──────── Given records ────────

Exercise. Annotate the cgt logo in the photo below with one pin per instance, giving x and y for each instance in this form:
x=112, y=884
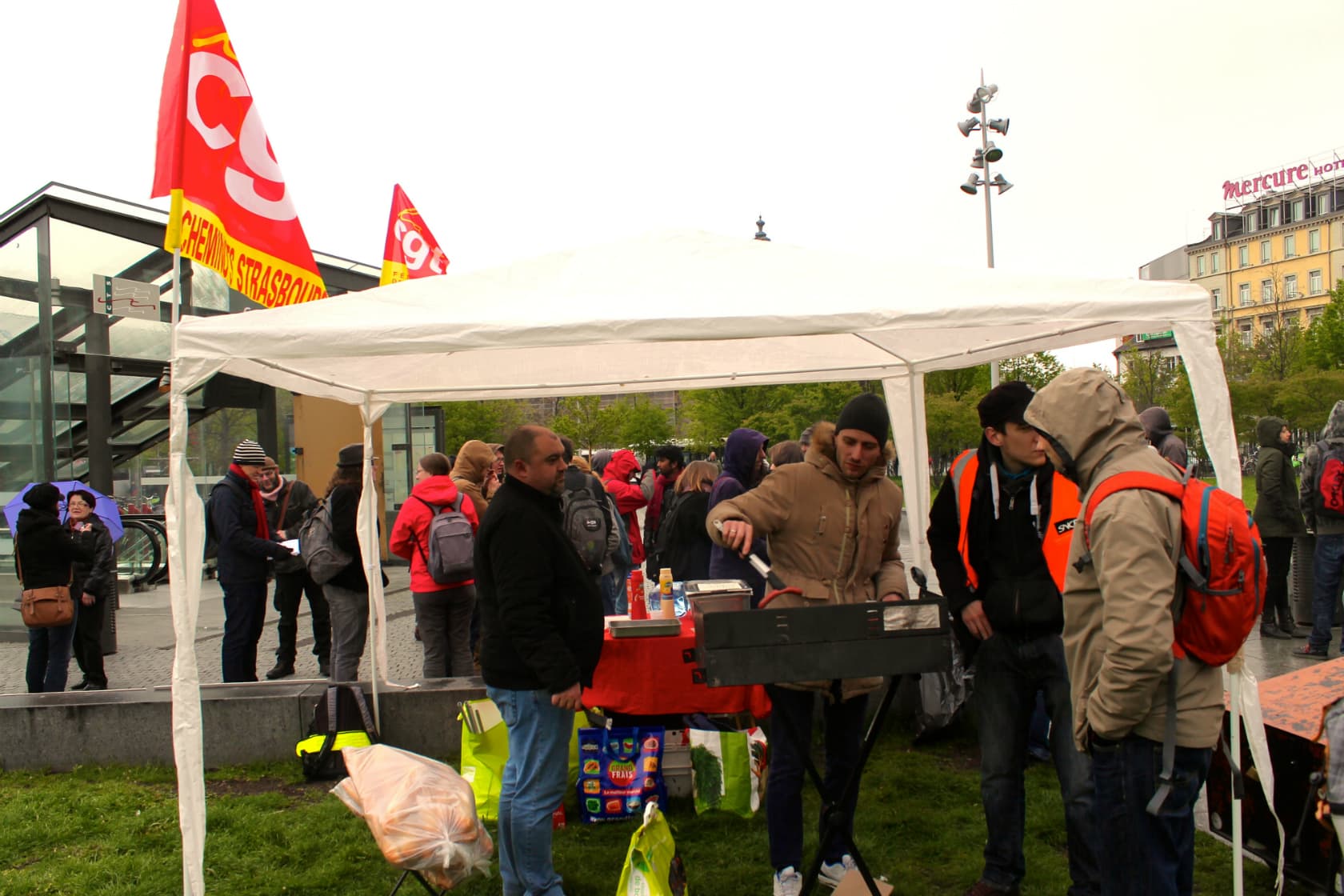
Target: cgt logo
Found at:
x=253, y=148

────────

**The request:** Reproduce every line of the listing above, requests included, shifting each x and y coordinate in the answers by adding 50. Leave the coordinates in the requests and their format samples unchanged, and omit the pictures.

**Exercise output:**
Exercise. Annotate the cgt logo in the photo below with one pin per instance, giving x and y for each instance in this form:
x=112, y=884
Target: cgt logo
Found at:
x=303, y=198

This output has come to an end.